* _THE EXERCISE_: Please return the lines of the items below unchanged, starting at the line containing "detect every neoclassical" and continuing up to and including the line containing "81, 178, 99, 202".

* _DATASET EXCERPTS_:
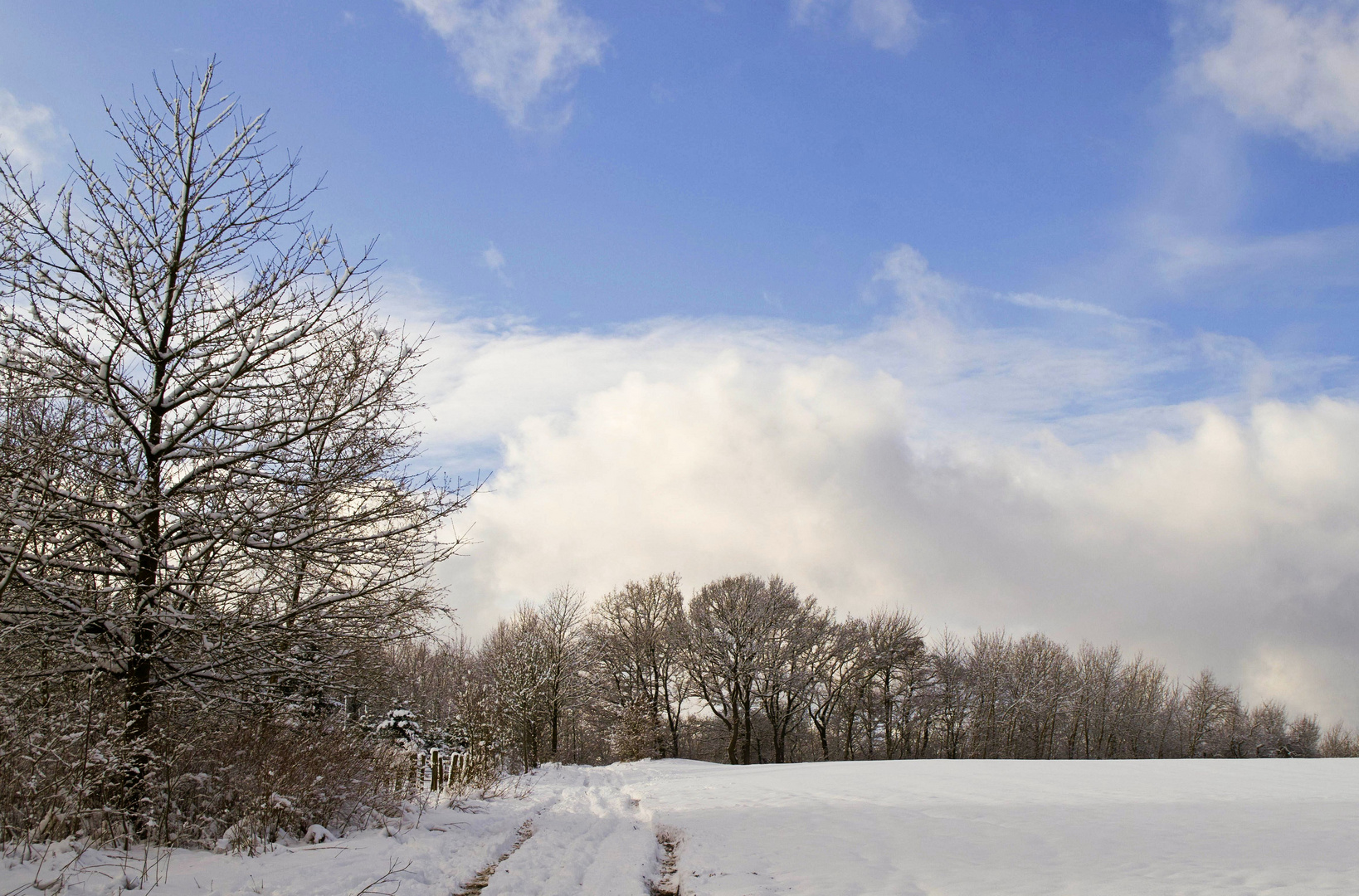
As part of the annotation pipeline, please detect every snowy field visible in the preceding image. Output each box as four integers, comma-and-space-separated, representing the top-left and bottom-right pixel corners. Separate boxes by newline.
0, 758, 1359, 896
==
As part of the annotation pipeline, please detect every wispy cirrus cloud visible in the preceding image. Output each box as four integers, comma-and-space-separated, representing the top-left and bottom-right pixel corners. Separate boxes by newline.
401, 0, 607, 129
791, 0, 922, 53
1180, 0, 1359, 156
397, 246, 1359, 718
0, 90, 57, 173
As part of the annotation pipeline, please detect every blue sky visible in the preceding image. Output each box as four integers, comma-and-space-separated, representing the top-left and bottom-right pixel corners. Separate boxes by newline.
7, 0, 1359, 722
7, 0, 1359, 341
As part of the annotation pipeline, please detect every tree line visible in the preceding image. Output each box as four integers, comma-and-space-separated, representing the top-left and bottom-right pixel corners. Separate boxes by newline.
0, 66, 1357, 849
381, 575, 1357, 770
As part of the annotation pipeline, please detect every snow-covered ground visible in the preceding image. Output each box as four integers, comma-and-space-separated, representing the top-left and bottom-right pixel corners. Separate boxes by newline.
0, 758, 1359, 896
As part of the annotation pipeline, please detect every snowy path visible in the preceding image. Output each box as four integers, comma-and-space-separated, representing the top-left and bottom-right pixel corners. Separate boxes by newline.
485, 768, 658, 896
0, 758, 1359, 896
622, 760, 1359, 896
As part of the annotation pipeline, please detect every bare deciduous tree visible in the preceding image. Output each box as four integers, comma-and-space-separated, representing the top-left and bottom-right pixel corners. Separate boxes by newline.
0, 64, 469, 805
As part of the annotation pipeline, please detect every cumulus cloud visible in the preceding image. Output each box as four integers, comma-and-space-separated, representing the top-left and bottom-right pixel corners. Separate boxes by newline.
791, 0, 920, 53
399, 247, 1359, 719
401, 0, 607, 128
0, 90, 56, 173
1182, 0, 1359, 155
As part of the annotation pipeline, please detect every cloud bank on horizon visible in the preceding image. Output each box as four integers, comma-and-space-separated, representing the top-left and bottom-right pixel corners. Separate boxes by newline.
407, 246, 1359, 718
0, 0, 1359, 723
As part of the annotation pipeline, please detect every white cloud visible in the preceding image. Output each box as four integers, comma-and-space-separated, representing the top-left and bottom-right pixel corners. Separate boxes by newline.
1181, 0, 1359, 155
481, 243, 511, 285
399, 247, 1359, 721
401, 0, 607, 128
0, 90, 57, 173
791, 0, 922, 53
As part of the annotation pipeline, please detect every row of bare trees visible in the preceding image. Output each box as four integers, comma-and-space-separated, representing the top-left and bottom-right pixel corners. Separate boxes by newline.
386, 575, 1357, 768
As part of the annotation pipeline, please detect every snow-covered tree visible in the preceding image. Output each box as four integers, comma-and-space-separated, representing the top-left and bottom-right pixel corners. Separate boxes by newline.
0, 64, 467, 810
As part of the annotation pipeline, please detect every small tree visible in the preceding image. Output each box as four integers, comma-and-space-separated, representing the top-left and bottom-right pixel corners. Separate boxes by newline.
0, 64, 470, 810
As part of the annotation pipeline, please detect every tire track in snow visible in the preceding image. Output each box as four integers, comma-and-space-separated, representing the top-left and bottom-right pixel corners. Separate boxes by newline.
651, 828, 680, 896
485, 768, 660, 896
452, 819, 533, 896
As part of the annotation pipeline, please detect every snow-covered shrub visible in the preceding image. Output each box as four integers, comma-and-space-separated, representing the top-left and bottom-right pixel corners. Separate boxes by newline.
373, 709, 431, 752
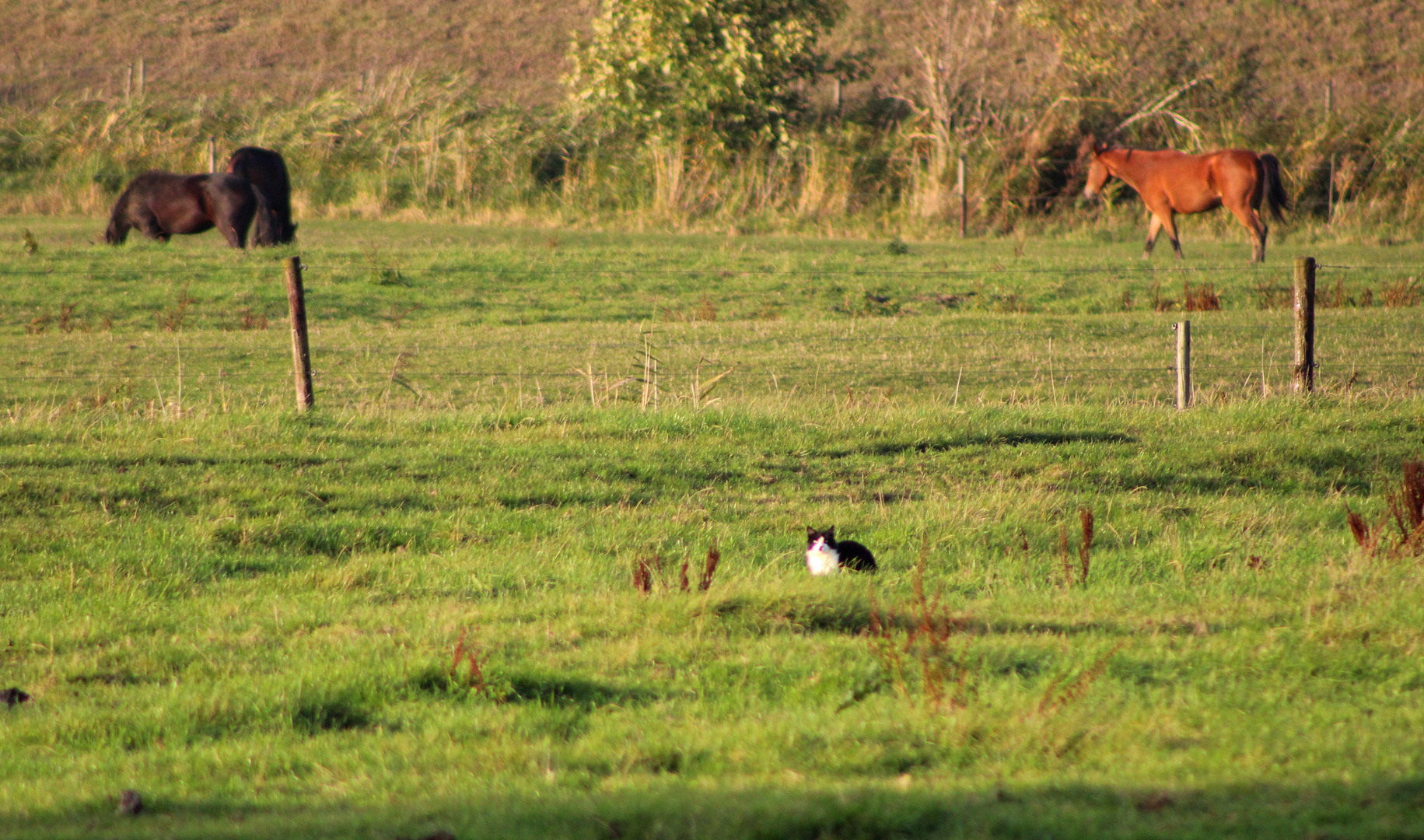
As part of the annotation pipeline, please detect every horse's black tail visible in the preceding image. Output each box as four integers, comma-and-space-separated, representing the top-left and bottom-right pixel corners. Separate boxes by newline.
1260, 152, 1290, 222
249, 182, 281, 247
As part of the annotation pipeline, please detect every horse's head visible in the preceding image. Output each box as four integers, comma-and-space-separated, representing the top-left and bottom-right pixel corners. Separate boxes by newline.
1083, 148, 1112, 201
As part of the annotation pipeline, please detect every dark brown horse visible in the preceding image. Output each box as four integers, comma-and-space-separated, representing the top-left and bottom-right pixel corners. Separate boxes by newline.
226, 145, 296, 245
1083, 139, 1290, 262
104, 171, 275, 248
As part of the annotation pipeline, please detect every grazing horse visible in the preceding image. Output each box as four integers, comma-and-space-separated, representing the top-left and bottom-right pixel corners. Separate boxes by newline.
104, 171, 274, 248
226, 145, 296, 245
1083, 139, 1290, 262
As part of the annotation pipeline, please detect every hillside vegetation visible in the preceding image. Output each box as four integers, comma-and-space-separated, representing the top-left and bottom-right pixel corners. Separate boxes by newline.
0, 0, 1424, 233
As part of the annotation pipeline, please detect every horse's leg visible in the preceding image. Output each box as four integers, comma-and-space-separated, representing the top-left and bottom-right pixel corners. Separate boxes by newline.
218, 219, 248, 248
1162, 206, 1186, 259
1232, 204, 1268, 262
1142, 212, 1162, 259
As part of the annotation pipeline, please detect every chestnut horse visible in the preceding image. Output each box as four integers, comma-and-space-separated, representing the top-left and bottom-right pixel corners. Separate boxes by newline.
---
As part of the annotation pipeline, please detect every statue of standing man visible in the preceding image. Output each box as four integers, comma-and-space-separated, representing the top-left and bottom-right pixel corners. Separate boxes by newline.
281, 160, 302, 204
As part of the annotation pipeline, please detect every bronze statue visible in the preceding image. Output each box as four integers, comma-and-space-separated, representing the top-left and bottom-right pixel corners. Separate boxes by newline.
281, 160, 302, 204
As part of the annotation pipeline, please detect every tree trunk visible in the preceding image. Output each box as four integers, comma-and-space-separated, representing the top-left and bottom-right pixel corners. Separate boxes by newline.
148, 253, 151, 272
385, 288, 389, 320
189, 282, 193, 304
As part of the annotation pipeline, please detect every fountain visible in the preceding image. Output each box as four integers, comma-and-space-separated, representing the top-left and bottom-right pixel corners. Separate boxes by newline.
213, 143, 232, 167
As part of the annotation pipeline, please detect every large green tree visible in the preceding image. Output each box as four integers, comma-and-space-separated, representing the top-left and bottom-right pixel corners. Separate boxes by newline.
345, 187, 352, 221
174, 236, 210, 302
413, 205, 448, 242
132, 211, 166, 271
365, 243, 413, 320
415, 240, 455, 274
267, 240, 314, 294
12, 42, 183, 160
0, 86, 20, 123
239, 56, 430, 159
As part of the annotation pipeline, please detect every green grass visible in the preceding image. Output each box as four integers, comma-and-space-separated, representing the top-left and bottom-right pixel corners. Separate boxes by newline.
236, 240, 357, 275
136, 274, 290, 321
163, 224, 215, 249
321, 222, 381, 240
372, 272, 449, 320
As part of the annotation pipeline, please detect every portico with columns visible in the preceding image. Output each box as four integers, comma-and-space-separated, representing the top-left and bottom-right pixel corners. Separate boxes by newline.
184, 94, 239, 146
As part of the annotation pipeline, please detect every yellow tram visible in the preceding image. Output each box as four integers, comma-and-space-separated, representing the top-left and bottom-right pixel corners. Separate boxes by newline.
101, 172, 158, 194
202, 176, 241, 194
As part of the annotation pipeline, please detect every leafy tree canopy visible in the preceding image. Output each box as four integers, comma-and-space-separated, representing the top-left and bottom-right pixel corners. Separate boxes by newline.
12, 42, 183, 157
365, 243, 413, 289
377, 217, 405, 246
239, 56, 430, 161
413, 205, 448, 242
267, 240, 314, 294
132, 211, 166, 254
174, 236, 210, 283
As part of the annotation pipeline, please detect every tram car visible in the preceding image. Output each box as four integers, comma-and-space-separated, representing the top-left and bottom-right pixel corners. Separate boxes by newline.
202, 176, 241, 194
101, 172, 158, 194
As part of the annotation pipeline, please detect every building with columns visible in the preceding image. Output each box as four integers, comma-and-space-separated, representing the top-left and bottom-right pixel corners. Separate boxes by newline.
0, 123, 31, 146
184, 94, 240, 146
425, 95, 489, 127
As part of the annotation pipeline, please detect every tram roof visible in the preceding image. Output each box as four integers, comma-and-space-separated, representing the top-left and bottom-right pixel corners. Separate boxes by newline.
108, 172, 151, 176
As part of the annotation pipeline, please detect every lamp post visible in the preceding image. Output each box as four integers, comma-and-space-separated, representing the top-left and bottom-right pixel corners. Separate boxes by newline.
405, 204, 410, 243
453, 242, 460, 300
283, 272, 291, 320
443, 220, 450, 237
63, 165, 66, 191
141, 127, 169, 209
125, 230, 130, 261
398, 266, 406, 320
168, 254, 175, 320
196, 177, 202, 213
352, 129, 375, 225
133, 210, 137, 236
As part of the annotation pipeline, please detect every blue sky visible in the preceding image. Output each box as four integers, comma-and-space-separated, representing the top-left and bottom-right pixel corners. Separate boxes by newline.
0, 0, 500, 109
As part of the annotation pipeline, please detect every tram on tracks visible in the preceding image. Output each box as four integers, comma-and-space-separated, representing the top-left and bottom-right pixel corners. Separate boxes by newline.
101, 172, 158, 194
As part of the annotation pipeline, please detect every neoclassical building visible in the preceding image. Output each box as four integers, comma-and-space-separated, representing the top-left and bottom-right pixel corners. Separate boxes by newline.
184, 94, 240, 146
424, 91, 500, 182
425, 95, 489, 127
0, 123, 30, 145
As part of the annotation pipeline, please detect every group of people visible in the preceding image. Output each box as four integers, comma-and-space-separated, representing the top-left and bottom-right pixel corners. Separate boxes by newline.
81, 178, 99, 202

* _COMPLETE ANSWER_:
As part of the annotation pipeline, please detect every neoclassical building visible in the preceding image. Output each box as four integers, comma-and-space-separated, representing the top-left and bottom-right pixel corners. Separate boxes by newline.
184, 94, 240, 146
424, 91, 500, 182
425, 95, 489, 127
0, 123, 30, 145
As part of the annotation pipeline, please detect every group of people visible in the preceding image. Output each box as four integers, comma-and-space-separated, representing the top-left and bottom-right pixel corners. Separate boxes by newline.
81, 178, 99, 202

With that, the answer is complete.